Short problem: Set out every line of the entries below as a numbered list, skipping blank lines. Leave the pictures out of your answer.

Information supplied:

* Begin *

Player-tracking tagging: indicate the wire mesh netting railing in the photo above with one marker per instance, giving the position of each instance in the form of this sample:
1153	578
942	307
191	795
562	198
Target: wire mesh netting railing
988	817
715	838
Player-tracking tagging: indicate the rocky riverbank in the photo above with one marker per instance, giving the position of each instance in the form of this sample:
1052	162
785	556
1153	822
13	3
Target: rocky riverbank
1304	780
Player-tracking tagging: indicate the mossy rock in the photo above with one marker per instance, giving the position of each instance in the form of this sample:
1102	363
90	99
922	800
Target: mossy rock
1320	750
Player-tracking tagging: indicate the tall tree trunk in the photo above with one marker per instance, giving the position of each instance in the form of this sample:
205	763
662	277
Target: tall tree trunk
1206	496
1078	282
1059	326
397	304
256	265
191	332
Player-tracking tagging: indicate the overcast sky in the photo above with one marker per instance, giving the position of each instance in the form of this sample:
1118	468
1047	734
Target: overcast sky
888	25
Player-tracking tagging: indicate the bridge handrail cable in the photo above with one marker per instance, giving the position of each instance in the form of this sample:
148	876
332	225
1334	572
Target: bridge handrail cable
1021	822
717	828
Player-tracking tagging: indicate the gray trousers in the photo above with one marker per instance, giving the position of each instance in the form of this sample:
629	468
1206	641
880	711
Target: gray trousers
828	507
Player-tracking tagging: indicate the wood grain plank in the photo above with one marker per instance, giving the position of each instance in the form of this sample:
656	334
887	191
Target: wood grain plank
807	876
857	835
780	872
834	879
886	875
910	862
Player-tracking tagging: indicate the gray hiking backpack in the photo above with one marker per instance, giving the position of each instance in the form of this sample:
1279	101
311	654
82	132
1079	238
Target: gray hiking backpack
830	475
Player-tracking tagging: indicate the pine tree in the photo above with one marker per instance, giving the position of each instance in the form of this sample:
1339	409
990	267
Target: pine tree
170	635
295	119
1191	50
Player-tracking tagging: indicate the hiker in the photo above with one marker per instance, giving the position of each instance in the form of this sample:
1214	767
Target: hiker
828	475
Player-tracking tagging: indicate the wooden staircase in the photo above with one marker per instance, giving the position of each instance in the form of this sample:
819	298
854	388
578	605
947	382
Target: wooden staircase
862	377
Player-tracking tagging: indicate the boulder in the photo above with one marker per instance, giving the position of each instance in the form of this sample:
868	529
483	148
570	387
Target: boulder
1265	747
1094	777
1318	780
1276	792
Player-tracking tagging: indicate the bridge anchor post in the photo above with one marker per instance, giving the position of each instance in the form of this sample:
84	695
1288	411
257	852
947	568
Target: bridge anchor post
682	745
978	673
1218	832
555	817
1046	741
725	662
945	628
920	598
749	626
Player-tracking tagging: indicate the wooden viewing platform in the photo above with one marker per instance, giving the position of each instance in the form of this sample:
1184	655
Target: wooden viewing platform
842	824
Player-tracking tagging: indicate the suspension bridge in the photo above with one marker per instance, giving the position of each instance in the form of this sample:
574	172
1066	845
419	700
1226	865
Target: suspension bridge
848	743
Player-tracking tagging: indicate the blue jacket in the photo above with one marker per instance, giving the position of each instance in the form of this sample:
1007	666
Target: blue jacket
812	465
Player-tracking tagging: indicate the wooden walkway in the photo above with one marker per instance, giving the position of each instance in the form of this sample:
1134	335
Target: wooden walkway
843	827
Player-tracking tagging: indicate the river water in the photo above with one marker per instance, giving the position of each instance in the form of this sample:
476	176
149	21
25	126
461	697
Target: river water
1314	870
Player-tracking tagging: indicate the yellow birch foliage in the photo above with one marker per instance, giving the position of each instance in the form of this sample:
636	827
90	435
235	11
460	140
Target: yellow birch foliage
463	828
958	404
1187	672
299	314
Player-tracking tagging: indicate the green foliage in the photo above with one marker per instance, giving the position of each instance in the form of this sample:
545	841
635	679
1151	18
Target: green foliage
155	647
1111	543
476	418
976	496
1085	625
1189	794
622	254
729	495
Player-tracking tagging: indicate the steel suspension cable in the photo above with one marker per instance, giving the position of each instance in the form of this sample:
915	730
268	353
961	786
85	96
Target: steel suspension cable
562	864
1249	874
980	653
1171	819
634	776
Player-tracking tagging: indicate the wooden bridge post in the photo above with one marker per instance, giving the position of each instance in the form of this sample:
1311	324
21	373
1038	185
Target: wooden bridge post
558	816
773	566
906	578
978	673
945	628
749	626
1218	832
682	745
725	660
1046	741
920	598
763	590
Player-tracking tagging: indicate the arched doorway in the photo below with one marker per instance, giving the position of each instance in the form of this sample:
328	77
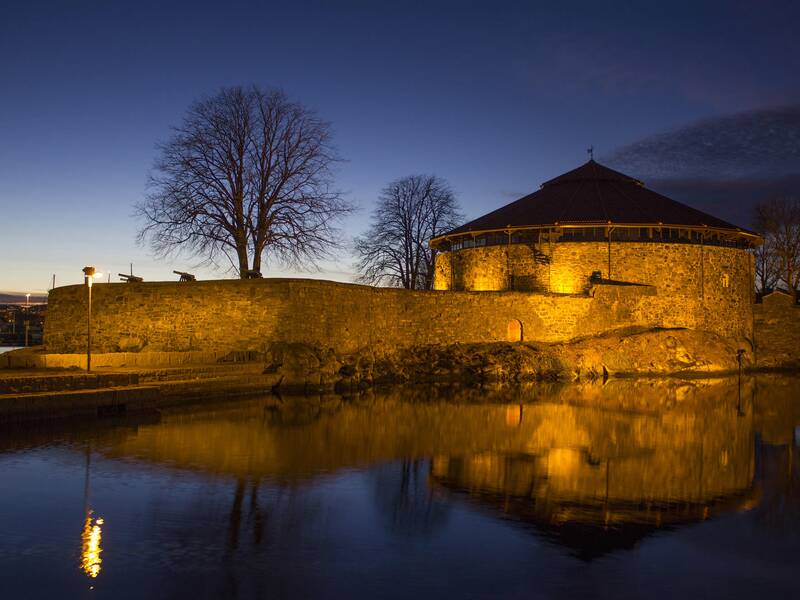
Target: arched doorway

* End *

Reply:
1. Player-tracking tagging: indicate the wire mesh netting railing in the photo above with one marker per instance, giving the position of each instance in the form of this sample:
2. 1153	578
3. 942	307
4. 191	795
5. 562	198
6. Target: wire mesh netting railing
7. 988	817
8. 715	838
9. Player-tracking tagging: indicate the rocky riverbank in the photo above with one marker per instance, giving the position of each instance in the form of this sample:
10. 1052	162
11. 785	556
12. 1153	822
13. 13	3
14. Target: rocky riverbank
15. 1304	780
16. Player-tracking tagging: indicate the mossy rock in the photo above with one marker per instance, giving the position of each instance in the form of this sample:
17. 1102	363
18. 90	99
19. 922	800
20. Target: mossy rock
21. 1320	750
22. Player-tracking tagging: indicate the tall tree trunk in the photo above with one marker per instance, giving the position of each instance in the form of this sample:
23. 205	763
24. 662	277
25. Target: tall tree trunk
26. 1206	496
27. 1078	282
28. 1059	326
29. 397	304
30. 256	265
31. 191	332
32. Player-tracking tagging: indicate the overcast sky in the photo above with one marker per instance, giving the position of each instance in the form of this sample:
33. 1118	468
34. 1047	734
35. Target: overcast sky
36. 888	25
37. Player-tracking tagging: indicate the bridge handrail cable in the photo above with one marker per instance, giving the position of each instance in the form of this sample:
38. 148	876
39. 332	225
40. 1334	572
41. Target: bridge handrail cable
42. 1021	822
43. 717	828
44. Player-tracking tagging: indicate the gray trousers in the photo above with one marker per instance, giving the position of each instance in the form of this sample:
45. 629	468
46. 1206	641
47. 880	711
48. Target: gray trousers
49. 828	507
50. Player-tracking tagging: indicate the wood grain plank in the photo above with one marker per instance, giving the position of each instance in the form of this sample:
51. 656	334
52. 887	191
53. Target: wood grain plank
54. 807	876
55. 857	835
56. 780	872
57. 834	879
58. 886	875
59. 910	862
60. Player-tracking tagging: indicate the gray hiking backpack in the photo above with one marker per instance, giving the position of each instance in the form of this sample:
61. 1279	101
62. 311	654
63. 82	132
64. 1079	238
65. Target: gray hiking backpack
66. 830	475
67. Player-tracking tagging: indicate the pine tree in the photo above with one marker per instance, giving the position of each instance in the form of this sample:
68. 1339	409
69. 990	267
70. Target: pine tree
71. 170	635
72. 295	119
73. 1191	50
74. Player-tracking tagging: indicate the hiker in the photo above with one marker per instance, giving the position of each instance in the form of this sample:
75. 1214	767
76. Target: hiker
77. 828	475
78. Player-tracking tagging: indicate the wooden staircase in the photo above with one marker per instance, giving the position of each instance in the form of this sample:
79. 819	298
80. 854	388
81. 578	605
82. 947	382
83. Target: wooden staircase
84. 862	377
85. Player-tracking tagging: indicate the boulder in the photo above with one marker per instance, giving the position of each instance in the form of this sample:
86. 868	529
87. 483	148
88. 570	387
89. Target: boulder
90. 1265	747
91. 1094	777
92. 1318	780
93. 1276	792
94. Player-tracking tagging: indicate the bridge anchor post in the photo above with one marker per instance, giving the position of each instance in the form of this sample:
95. 84	695
96. 1288	411
97. 257	852
98. 947	568
99. Target: bridge anchor post
100. 682	745
101. 978	673
102. 1218	832
103. 555	817
104. 1046	741
105. 725	662
106. 945	628
107. 920	598
108. 749	626
109. Player-tracking tagging: indicate the wooden viewing platform in the photo above with one marker per instance, giving the position of each instance in the form of this sample:
110. 1184	655
111. Target: wooden viewing platform
112. 842	824
113. Player-tracking tagging: indicate the suspension bridge in the photo above with one marker per instance, giving the position of each instance in the form of this sample:
114. 574	172
115. 1066	845
116. 419	700
117. 1226	865
118. Target: suspension bridge
119. 848	743
120. Player-tracking tagging: indicate the blue jacket in the photo above with one marker per instance, giving the position of each instance in the form of this sample:
121. 1007	666
122. Target: blue jacket
123. 812	465
124. Player-tracking tagging: indicate the wooden walkway in the photo above with one marker per instance, giving the position of each instance in the form of this sample:
125. 1134	335
126. Target: wooden walkway
127. 843	827
128. Player-tracking tagging: indicate the river water in the photo above with one marker per instance, giving the position of each instance in the form of this sample:
129. 476	176
130. 149	21
131. 25	126
132. 461	697
133. Target: river water
134. 1314	870
135. Player-tracking tagging: indicate the yellow birch foliage in the photo above with one marker per instance, giving the position of each instance in the form of this sample:
136. 636	827
137. 90	435
138. 235	11
139. 460	140
140. Target: yellow birch foliage
141. 463	828
142. 958	404
143. 1187	672
144. 299	314
145. Player-tracking tagging: indicate the green foliage in the photo above with one marker per instance, giving the position of each instance in the form of this sample:
146. 545	841
147. 635	679
148. 1151	18
149. Target: green foliage
150. 155	647
151. 1111	543
152. 476	418
153. 976	496
154. 1085	625
155. 1189	794
156. 622	254
157. 729	495
158. Player-tracking tagging: indicate the steel suspension cable in the photo above with one marker per instance, giving the position of each instance in the form of this sample:
159. 915	730
160. 268	353
161. 961	786
162. 85	96
163. Target: steel suspension cable
164. 562	864
165. 1249	874
166. 980	653
167. 1171	819
168. 634	776
169. Player-tracking tagging: indicate the wooden bridge post in the photo above with one marker per instance, giving the position of each instance in the form of this sample:
170. 1311	324
171. 21	373
172. 1038	185
173. Target: wooden bridge post
174. 558	816
175. 773	566
176. 906	578
177. 978	673
178. 945	628
179. 749	626
180. 1218	832
181. 682	745
182. 725	660
183. 1046	741
184. 920	598
185. 763	590
186. Player-tracking tagging: indicate the arched doorway in the photo below with one marker per instance, giving the position of each instance in the form of this sample:
187. 328	77
188. Target: arched doorway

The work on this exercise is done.